• [INPUT ROWS]
"""
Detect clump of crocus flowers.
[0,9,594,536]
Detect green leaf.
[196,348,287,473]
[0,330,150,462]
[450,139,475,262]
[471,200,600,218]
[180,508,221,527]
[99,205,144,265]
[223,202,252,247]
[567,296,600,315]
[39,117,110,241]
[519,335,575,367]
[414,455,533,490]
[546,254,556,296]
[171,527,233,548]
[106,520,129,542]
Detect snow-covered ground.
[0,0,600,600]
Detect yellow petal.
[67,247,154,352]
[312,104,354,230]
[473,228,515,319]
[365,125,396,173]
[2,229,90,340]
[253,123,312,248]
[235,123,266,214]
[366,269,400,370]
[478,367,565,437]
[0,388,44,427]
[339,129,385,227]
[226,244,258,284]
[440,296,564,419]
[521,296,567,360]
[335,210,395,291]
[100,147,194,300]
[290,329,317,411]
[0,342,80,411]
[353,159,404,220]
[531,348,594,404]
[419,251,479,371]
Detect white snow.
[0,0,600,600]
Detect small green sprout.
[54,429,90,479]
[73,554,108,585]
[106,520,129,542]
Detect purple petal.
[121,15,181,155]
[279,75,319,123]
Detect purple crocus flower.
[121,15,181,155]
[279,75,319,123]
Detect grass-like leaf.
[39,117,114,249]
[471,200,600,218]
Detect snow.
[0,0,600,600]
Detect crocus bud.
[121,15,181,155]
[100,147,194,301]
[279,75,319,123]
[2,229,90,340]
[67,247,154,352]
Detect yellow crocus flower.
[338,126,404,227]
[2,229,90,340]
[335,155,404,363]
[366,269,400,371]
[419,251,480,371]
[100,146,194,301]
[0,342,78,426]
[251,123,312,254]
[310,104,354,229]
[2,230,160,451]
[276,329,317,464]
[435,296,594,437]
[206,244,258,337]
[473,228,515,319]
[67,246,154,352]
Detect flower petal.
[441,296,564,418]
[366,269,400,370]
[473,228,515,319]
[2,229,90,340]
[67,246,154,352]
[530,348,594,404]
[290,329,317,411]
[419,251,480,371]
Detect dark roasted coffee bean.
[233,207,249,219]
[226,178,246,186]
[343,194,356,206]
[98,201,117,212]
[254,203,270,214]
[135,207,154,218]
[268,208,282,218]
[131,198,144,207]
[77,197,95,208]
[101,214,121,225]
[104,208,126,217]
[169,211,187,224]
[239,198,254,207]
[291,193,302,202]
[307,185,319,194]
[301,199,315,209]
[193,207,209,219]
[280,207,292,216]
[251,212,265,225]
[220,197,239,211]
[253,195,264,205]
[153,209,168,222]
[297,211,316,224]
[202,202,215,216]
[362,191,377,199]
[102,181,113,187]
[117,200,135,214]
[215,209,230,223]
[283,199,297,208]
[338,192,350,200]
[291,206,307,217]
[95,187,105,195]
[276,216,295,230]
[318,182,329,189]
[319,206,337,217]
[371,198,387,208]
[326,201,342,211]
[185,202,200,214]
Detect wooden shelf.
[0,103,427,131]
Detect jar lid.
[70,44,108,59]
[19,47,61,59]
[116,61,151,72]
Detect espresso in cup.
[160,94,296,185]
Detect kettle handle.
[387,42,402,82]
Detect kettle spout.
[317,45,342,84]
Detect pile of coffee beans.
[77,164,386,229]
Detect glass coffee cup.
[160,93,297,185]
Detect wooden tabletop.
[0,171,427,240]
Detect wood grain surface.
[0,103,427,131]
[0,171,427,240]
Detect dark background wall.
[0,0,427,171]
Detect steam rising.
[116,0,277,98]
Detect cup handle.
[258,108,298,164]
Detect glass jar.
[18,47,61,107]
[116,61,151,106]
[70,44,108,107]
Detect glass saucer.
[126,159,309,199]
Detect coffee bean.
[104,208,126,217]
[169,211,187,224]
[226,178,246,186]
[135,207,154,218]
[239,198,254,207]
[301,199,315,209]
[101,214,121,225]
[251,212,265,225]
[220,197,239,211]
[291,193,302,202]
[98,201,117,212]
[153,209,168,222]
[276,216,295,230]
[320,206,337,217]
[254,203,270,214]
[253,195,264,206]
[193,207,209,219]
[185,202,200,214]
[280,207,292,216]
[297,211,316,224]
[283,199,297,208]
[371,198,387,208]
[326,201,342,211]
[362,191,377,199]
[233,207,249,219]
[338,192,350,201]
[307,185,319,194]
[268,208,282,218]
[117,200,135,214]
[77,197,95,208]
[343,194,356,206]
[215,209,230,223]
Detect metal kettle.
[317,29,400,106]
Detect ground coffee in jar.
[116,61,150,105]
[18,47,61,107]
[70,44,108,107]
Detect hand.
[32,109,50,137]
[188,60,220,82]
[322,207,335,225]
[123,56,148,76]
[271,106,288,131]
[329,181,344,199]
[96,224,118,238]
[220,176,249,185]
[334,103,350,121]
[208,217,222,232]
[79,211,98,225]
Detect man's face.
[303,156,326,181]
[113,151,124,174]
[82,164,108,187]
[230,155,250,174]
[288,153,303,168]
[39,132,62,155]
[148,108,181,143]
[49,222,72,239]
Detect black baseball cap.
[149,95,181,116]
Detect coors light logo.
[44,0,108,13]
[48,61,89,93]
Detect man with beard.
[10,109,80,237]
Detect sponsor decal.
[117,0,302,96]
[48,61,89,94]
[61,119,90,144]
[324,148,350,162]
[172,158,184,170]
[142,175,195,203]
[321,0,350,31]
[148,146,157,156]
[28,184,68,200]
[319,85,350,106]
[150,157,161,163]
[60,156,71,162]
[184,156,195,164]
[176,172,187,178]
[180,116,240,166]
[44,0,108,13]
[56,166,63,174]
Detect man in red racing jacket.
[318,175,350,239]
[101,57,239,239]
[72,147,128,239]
"""
Please rewrite all of the lines above, swapping "Detect" for "Locate" wherever it occurs and leaving everything else unchanged.

Locate clump of crocus flowers.
[0,9,594,536]
Locate green leaf.
[196,348,287,473]
[0,330,150,462]
[450,139,475,262]
[471,200,600,218]
[180,508,221,527]
[99,205,144,265]
[223,202,252,247]
[567,296,600,315]
[39,117,110,241]
[519,335,575,367]
[414,455,533,490]
[546,254,556,296]
[171,527,233,548]
[106,520,129,542]
Locate snow-covered ground.
[0,0,600,600]
Locate yellow petal.
[67,247,154,352]
[312,104,354,230]
[473,228,515,319]
[365,125,396,173]
[2,229,90,340]
[253,123,312,248]
[235,123,266,214]
[366,269,400,370]
[478,367,565,437]
[0,388,44,427]
[339,129,385,227]
[226,244,258,284]
[440,296,564,419]
[521,296,567,360]
[335,210,395,291]
[100,147,194,300]
[290,329,317,411]
[0,342,80,411]
[353,159,404,220]
[531,348,594,404]
[419,251,479,371]
Locate white snow.
[0,0,600,600]
Locate small green sprout.
[54,429,90,479]
[73,554,108,585]
[106,520,129,542]
Locate purple petal.
[121,15,181,155]
[279,75,319,123]
Locate purple crocus flower.
[121,15,181,155]
[279,75,319,123]
Locate grass-like leaf.
[39,117,114,249]
[471,200,600,218]
Locate snow.
[0,0,600,600]
Locate crocus bud.
[121,15,181,155]
[100,147,194,301]
[279,75,319,123]
[2,229,90,340]
[67,247,154,352]
Locate yellow crocus flower.
[338,126,404,227]
[2,229,90,340]
[335,155,404,363]
[366,269,400,371]
[419,251,480,371]
[100,146,194,301]
[0,342,78,426]
[251,123,312,254]
[310,104,354,229]
[2,230,160,451]
[276,329,317,464]
[435,296,594,437]
[206,244,258,337]
[473,228,515,319]
[67,246,154,352]
Locate flower petal.
[441,296,564,418]
[366,269,400,370]
[473,228,515,319]
[2,229,90,340]
[67,246,154,352]
[530,348,594,404]
[290,329,317,411]
[419,251,480,371]
Locate dark roasted coffee bean.
[233,207,249,219]
[226,178,246,186]
[343,194,356,206]
[98,201,117,212]
[254,203,270,214]
[135,207,154,218]
[268,208,282,218]
[131,198,144,207]
[77,197,95,208]
[101,214,121,225]
[104,208,126,217]
[169,211,187,224]
[239,198,254,207]
[291,193,302,202]
[307,185,319,194]
[301,199,315,209]
[193,207,209,219]
[280,207,292,216]
[251,212,265,225]
[220,197,239,211]
[253,195,264,205]
[153,209,168,222]
[297,211,316,224]
[202,202,215,216]
[362,191,377,199]
[102,181,113,187]
[117,200,135,214]
[215,209,230,223]
[283,199,297,208]
[338,192,350,200]
[291,206,307,217]
[95,187,105,195]
[276,216,295,230]
[318,182,329,189]
[319,206,337,217]
[371,198,387,208]
[326,201,342,211]
[185,202,200,214]
Locate wooden shelf.
[0,103,427,131]
Locate jar lid.
[70,44,108,59]
[19,47,61,59]
[116,61,151,72]
Locate espresso in cup.
[160,94,296,185]
Locate kettle handle.
[387,42,402,82]
Locate kettle spout.
[317,45,342,84]
Locate pile of coffee beans.
[77,164,386,229]
Locate glass coffee cup.
[160,93,297,185]
Locate wooden tabletop.
[0,171,427,240]
Locate wood grain surface.
[0,103,427,131]
[0,171,427,240]
Locate dark background wall.
[0,0,427,171]
Locate steam rising.
[116,0,277,98]
Locate cup handle.
[258,108,298,164]
Locate glass jar.
[18,47,61,107]
[116,61,151,106]
[70,44,108,107]
Locate glass saucer.
[126,159,309,199]
Locate coffee bean.
[104,208,126,217]
[169,211,187,224]
[226,178,246,186]
[135,207,154,218]
[239,198,254,207]
[301,199,315,209]
[101,214,121,225]
[251,212,265,225]
[220,197,239,211]
[291,193,302,202]
[98,201,117,212]
[153,209,168,222]
[276,216,295,230]
[320,206,337,217]
[254,203,270,214]
[253,195,264,206]
[193,207,209,219]
[185,202,200,214]
[280,207,292,216]
[297,211,316,224]
[283,199,297,208]
[371,198,387,208]
[326,201,342,211]
[362,191,377,199]
[233,207,249,219]
[338,192,350,201]
[307,185,319,194]
[268,208,282,218]
[117,200,135,214]
[77,197,95,208]
[343,194,356,206]
[215,209,230,223]
Locate metal kettle.
[317,29,400,106]
Locate ground coffee in jar.
[116,61,150,105]
[18,47,61,107]
[70,44,108,107]
Locate hand.
[32,109,50,137]
[188,60,220,82]
[322,207,335,225]
[123,56,148,76]
[271,106,288,131]
[329,181,344,199]
[96,224,118,238]
[220,176,249,185]
[334,103,350,121]
[208,217,222,232]
[79,211,98,225]
Locate man's face.
[303,156,326,181]
[113,151,124,174]
[82,164,108,187]
[230,155,250,174]
[288,153,303,168]
[39,132,62,155]
[148,108,181,143]
[49,222,72,239]
Locate black baseball cap.
[149,95,181,116]
Locate coors light logo.
[44,0,108,13]
[48,61,89,93]
Locate man with beard.
[10,109,80,237]
Locate sponsor decal.
[117,0,302,96]
[48,61,89,94]
[61,119,90,144]
[324,148,350,162]
[172,158,184,170]
[142,175,195,203]
[321,0,350,31]
[148,146,157,156]
[28,184,68,200]
[319,85,350,106]
[150,157,161,163]
[60,156,71,162]
[184,156,195,164]
[176,172,187,178]
[180,116,240,166]
[44,0,108,13]
[56,166,63,174]
Locate man in red racing jacket.
[318,175,350,239]
[101,57,239,239]
[72,147,128,239]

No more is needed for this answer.